#### Task prompt:
Reproduce the entire listing that follows, swapping every "Outline" for "Box" and leaving everything else untouched.

#### Exercise input:
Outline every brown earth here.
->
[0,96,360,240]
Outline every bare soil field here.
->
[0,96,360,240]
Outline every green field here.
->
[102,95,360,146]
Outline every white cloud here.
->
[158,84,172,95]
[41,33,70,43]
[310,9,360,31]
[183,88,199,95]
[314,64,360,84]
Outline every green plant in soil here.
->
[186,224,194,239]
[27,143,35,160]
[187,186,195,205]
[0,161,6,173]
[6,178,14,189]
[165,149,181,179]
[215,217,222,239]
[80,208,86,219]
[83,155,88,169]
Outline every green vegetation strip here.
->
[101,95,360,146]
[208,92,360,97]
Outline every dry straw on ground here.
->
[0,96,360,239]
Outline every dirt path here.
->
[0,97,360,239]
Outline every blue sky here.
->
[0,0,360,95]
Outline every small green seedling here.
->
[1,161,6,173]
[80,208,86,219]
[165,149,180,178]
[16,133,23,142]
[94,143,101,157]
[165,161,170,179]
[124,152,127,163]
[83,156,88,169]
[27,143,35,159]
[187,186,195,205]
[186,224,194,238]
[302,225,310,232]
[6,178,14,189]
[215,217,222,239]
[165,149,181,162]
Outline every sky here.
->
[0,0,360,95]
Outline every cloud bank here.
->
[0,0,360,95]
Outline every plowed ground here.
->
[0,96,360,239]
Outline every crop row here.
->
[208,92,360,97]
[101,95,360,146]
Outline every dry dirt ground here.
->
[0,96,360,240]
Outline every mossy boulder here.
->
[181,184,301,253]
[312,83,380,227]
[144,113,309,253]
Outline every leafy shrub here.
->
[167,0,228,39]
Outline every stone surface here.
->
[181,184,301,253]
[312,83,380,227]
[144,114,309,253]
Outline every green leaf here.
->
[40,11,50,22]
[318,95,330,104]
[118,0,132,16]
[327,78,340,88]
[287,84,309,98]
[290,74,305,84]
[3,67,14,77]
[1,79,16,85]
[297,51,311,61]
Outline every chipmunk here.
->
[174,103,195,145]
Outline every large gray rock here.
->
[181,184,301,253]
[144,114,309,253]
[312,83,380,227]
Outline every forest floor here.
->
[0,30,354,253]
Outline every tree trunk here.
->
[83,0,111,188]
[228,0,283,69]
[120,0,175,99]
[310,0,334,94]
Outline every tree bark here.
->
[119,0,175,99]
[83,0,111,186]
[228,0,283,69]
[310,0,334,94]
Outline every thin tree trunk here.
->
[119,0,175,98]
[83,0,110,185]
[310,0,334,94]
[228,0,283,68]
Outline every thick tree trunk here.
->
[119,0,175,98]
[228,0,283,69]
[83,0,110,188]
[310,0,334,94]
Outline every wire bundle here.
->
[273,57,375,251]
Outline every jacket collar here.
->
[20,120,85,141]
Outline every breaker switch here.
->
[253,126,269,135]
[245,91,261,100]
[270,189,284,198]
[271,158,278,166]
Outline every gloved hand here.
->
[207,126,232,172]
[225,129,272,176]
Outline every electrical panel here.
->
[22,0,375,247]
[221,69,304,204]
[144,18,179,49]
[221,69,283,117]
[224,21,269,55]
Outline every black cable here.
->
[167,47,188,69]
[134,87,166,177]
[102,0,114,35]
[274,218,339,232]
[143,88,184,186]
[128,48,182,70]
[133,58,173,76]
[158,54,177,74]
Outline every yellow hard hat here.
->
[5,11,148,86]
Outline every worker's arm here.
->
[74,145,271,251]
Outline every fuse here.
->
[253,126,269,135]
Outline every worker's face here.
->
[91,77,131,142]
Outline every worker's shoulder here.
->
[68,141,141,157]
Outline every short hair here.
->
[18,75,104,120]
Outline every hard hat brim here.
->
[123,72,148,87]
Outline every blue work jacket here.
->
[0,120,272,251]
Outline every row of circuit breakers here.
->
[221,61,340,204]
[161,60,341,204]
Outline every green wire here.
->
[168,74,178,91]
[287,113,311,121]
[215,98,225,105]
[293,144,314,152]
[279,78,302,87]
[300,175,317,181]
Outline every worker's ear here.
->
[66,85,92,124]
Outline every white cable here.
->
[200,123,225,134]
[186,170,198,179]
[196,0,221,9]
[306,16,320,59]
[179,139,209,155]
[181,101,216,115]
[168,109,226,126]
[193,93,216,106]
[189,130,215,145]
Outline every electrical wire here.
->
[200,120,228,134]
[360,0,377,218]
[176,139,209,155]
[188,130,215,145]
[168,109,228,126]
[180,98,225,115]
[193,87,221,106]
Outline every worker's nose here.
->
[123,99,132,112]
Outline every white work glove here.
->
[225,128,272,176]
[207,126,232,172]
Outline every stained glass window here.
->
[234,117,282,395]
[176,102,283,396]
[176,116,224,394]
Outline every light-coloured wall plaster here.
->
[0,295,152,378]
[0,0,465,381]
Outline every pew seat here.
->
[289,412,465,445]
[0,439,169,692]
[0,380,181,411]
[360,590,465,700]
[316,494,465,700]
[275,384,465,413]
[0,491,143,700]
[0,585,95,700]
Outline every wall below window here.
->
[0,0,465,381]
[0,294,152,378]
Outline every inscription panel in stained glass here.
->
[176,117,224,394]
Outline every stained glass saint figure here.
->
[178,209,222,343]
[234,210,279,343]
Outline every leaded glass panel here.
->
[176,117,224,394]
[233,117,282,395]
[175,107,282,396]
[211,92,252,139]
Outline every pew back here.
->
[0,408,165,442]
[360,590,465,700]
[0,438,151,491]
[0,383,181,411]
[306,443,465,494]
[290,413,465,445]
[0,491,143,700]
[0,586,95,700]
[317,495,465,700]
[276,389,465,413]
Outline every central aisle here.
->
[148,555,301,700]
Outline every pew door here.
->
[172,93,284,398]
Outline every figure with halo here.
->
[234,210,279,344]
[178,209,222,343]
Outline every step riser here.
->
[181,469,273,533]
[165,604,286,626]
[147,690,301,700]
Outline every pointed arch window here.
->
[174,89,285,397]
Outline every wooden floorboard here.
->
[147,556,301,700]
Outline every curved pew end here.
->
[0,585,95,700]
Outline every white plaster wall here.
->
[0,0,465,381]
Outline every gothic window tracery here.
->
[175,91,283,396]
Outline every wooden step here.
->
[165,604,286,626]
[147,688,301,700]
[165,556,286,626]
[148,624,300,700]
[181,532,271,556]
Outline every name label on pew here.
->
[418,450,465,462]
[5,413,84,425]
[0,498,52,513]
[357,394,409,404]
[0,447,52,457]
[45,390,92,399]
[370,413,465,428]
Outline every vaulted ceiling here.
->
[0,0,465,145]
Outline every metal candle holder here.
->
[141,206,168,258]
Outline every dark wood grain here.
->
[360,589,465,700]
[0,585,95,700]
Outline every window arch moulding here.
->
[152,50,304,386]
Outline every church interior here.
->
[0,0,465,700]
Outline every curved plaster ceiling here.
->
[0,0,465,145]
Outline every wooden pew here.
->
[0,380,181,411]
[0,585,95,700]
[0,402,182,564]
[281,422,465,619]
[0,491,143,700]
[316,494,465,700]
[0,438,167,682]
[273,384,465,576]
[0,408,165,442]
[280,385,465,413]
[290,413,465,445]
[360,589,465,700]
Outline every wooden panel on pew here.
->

#### Response below:
Box every brown earth here.
->
[0,96,360,240]
Box every bare soil field here.
->
[0,96,360,240]
Box every green field here.
->
[102,95,360,146]
Box every white cloud here.
->
[158,84,172,95]
[41,33,70,43]
[310,9,360,31]
[183,88,199,95]
[314,64,360,84]
Box every green plant in soil here.
->
[186,224,194,239]
[27,143,35,160]
[187,186,195,205]
[0,161,6,173]
[6,178,14,189]
[165,149,181,179]
[215,217,222,239]
[80,208,86,219]
[83,155,88,169]
Box every green vegetation strip here.
->
[101,95,360,146]
[208,92,360,97]
Box every dry straw on ground here.
->
[0,96,360,239]
Box every dirt path here.
->
[0,97,360,239]
Box every blue sky here.
->
[0,0,360,95]
Box every small green seedling here.
->
[1,161,6,173]
[80,208,86,219]
[165,149,180,178]
[16,133,23,142]
[94,143,101,157]
[165,161,170,179]
[124,152,127,163]
[83,156,88,169]
[27,143,35,159]
[187,186,195,205]
[186,224,194,238]
[302,225,310,232]
[6,178,14,189]
[215,217,222,239]
[165,149,181,162]
Box every sky here.
->
[0,0,360,95]
Box every cloud bank here.
->
[0,0,360,95]
Box every plowed ground here.
->
[0,96,360,239]
Box every crop row here.
->
[208,92,360,97]
[101,95,360,146]
Box every dry dirt ground here.
->
[0,96,360,240]
Box every mossy boulder here.
->
[181,184,301,253]
[312,83,380,227]
[144,113,309,253]
Box every leafy shrub here.
->
[167,0,228,39]
Box every stone surface here.
->
[181,184,301,253]
[312,83,380,227]
[144,114,309,253]
Box every green leaf here.
->
[40,11,50,22]
[318,95,330,104]
[118,0,132,16]
[327,78,340,88]
[287,84,309,98]
[290,74,305,84]
[3,67,14,77]
[1,79,16,85]
[297,51,311,61]
Box every chipmunk here.
->
[174,103,195,145]
Box every large gray rock here.
->
[181,184,301,253]
[144,114,309,253]
[312,83,380,227]
Box every forest floor here.
->
[0,30,354,253]
Box every tree trunk here.
->
[83,0,111,188]
[228,0,283,69]
[120,0,175,99]
[310,0,334,94]
Box every tree bark here.
->
[119,0,175,99]
[83,0,111,186]
[228,0,283,69]
[310,0,334,94]
Box every thin tree trunk here.
->
[119,0,175,98]
[83,0,110,185]
[310,0,334,94]
[228,0,283,68]
Box every thick tree trunk here.
->
[119,0,175,98]
[228,0,283,69]
[83,0,110,188]
[310,0,334,94]
Box every wire bundle here.
->
[273,57,375,251]
Box every jacket collar here.
->
[20,120,85,141]
Box every breaker switch here.
->
[253,126,269,135]
[245,91,261,100]
[270,189,284,198]
[271,158,278,166]
Box every gloved hand here.
->
[207,126,232,172]
[225,129,272,176]
Box every electrical panel here.
->
[22,0,375,247]
[221,69,304,204]
[144,18,179,49]
[221,69,283,117]
[224,21,269,55]
Box every black cable here.
->
[167,47,188,69]
[134,87,166,177]
[102,0,114,35]
[274,218,339,232]
[143,88,184,186]
[128,48,182,70]
[133,58,173,76]
[158,54,177,74]
Box every yellow hard hat here.
->
[5,11,148,86]
Box every worker's arm here.
->
[74,145,271,251]
Box every fuse here.
->
[253,126,269,135]
Box every worker's face here.
->
[91,77,131,142]
Box every worker's shoulder here.
->
[68,141,141,157]
Box every short hair here.
->
[18,75,104,120]
Box every hard hat brim here.
->
[123,72,148,87]
Box every blue work jacket here.
->
[0,120,272,251]
Box every row of circuit breakers here.
->
[221,61,340,204]
[161,60,341,204]
Box every green wire here.
->
[168,74,178,91]
[287,113,311,121]
[215,98,225,105]
[293,144,314,152]
[279,78,302,87]
[300,175,317,181]
Box every worker's ear here.
->
[66,85,92,124]
Box every white cable here.
->
[200,123,225,134]
[186,170,198,179]
[196,0,221,9]
[306,16,320,59]
[179,139,209,155]
[181,101,216,115]
[168,109,226,126]
[193,93,216,106]
[189,130,215,145]
Box every electrical wire here.
->
[200,120,228,134]
[360,0,377,218]
[176,139,209,155]
[188,130,215,145]
[168,109,228,126]
[180,98,225,115]
[193,87,221,106]
Box every worker's nose here.
->
[123,99,132,112]
Box every white work glove here.
->
[225,128,272,176]
[207,126,232,172]
Box every stained glass window here.
->
[234,117,282,395]
[176,102,283,396]
[176,116,224,394]
Box every light-coloured wall plaster here.
->
[0,295,152,378]
[0,0,465,381]
Box every pew seat here.
->
[289,412,465,445]
[0,439,169,692]
[0,380,181,411]
[360,590,465,700]
[316,494,465,700]
[275,384,465,413]
[0,491,143,700]
[0,585,95,700]
Box every wall below window here.
->
[0,0,465,381]
[0,294,152,378]
Box every inscription panel in stained glass here.
->
[176,117,224,394]
Box every stained glass saint figure here.
->
[178,209,222,343]
[234,210,279,343]
Box every leaded glass panel here.
->
[176,117,224,394]
[233,117,282,395]
[175,107,282,396]
[211,92,252,139]
Box every pew back here.
->
[0,408,165,442]
[360,590,465,700]
[0,438,151,491]
[0,383,181,411]
[306,443,465,494]
[290,413,465,445]
[0,491,143,700]
[0,586,95,700]
[317,495,465,700]
[276,389,465,413]
Box every central aisle here.
->
[148,555,301,700]
Box every pew door here.
->
[172,93,284,398]
Box every figure with halo here.
->
[234,210,279,344]
[178,209,222,343]
Box every step riser here.
->
[181,469,273,533]
[165,604,286,626]
[147,690,301,700]
Box every pointed arch window here.
->
[174,89,285,397]
Box every wooden floorboard here.
->
[147,556,301,700]
Box every curved pew end here.
->
[0,585,95,700]
Box every white plaster wall here.
->
[0,0,465,381]
Box every gothic window tracery here.
->
[175,91,283,396]
Box every wooden step here.
->
[165,604,286,626]
[147,688,301,700]
[165,556,286,626]
[148,624,300,700]
[181,532,271,556]
Box every name label on pew here.
->
[418,450,465,462]
[5,413,84,425]
[0,498,52,513]
[357,394,409,404]
[0,447,52,457]
[45,390,92,399]
[370,413,465,428]
Box every vaulted ceiling here.
->
[0,0,465,145]
Box every metal candle holder here.
->
[141,206,168,258]
Box every dark wood grain here.
->
[360,589,465,700]
[0,585,95,700]
Box every window arch moulding here.
->
[152,50,304,386]
Box every church interior here.
->
[0,0,465,700]
Box every curved plaster ceiling here.
->
[0,0,465,145]
Box every wooden pew here.
->
[0,380,181,411]
[0,585,95,700]
[0,402,182,564]
[281,422,465,619]
[0,491,143,700]
[316,494,465,700]
[0,438,167,682]
[273,384,465,576]
[0,408,165,442]
[280,385,465,413]
[290,413,465,445]
[360,589,465,700]
Box every wooden panel on pew here.
->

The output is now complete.